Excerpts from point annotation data
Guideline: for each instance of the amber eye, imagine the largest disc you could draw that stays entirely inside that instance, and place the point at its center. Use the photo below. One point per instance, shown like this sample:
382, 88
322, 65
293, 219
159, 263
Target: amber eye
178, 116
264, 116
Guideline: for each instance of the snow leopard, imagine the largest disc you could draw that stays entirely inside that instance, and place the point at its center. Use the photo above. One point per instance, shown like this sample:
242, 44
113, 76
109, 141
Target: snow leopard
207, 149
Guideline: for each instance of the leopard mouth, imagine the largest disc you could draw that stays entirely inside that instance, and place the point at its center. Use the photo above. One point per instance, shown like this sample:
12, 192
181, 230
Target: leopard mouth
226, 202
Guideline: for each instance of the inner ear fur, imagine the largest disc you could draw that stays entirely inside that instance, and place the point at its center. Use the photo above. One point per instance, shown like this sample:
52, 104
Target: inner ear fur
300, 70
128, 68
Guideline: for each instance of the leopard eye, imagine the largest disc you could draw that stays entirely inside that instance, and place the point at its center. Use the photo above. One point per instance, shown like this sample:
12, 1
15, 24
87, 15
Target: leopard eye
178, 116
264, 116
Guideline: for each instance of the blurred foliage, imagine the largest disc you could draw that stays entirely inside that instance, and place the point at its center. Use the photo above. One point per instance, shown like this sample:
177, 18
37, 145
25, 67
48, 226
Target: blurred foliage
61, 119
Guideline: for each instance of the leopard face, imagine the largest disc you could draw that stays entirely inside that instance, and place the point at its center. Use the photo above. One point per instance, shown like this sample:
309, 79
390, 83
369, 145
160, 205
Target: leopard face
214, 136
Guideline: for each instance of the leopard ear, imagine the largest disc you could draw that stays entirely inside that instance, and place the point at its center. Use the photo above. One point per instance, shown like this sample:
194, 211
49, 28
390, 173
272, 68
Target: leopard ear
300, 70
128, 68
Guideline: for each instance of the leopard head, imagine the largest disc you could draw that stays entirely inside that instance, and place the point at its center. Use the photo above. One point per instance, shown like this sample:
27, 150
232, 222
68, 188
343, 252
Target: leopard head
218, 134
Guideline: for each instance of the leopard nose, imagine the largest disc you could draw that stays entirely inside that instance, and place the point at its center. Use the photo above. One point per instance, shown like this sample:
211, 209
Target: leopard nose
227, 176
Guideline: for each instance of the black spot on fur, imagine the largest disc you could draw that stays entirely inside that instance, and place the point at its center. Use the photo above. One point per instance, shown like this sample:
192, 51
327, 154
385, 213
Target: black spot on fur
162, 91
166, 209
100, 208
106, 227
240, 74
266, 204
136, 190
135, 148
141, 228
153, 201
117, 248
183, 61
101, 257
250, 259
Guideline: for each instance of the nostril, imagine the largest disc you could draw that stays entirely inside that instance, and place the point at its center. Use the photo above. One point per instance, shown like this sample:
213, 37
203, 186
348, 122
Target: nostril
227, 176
--
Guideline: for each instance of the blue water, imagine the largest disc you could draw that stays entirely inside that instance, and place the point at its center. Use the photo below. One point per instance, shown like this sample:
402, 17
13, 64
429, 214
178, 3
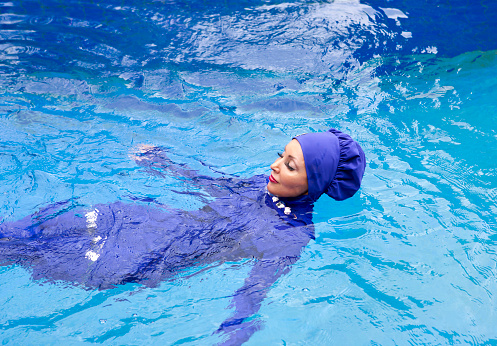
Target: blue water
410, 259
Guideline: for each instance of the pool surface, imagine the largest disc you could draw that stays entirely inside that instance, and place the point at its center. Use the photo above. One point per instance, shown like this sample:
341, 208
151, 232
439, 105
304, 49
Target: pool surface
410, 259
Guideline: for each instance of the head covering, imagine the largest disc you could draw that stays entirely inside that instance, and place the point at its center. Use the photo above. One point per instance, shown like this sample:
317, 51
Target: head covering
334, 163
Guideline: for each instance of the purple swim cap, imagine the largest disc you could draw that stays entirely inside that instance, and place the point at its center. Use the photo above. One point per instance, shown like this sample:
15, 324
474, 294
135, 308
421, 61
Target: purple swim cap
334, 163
* * *
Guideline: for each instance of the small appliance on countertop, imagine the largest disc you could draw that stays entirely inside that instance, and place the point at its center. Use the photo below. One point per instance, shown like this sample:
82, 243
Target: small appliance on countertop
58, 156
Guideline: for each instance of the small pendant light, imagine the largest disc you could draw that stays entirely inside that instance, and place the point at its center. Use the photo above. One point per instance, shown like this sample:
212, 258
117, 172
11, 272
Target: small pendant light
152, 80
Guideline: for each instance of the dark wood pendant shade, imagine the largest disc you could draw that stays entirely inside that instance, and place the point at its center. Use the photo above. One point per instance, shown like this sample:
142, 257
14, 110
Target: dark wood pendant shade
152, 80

◆ **Exercise details**
Return every line of the items above that contains the word "snow".

◆ **Written solution**
Guideline: for each instance of the snow leopard, imagine the largest disc you could draw that stays entirely inside that instance, and place the point at its center. Use the photo above. One point per instance, shown like this sample:
Target: snow leopard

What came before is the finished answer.